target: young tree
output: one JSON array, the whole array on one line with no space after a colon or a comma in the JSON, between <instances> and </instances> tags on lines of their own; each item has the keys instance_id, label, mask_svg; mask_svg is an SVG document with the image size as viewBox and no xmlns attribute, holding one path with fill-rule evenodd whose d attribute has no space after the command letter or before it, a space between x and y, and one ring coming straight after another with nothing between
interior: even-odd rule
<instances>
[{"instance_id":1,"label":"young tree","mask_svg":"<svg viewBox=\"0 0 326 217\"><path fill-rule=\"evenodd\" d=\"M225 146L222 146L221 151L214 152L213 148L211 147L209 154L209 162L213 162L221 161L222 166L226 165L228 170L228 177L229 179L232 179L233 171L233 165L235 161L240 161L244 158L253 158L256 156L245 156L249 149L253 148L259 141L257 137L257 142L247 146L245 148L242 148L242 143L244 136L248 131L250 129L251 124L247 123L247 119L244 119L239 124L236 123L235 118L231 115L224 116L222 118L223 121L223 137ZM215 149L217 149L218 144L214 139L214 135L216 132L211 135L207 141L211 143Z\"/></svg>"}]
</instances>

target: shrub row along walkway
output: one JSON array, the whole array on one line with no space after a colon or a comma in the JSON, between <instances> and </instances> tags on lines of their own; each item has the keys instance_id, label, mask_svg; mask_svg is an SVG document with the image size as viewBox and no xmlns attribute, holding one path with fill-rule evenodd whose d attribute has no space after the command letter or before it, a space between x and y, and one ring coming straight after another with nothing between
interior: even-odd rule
━━━━
Count the lines of the records that contain the string "target". Reply with that number alone.

* [WRITTEN SOLUTION] 2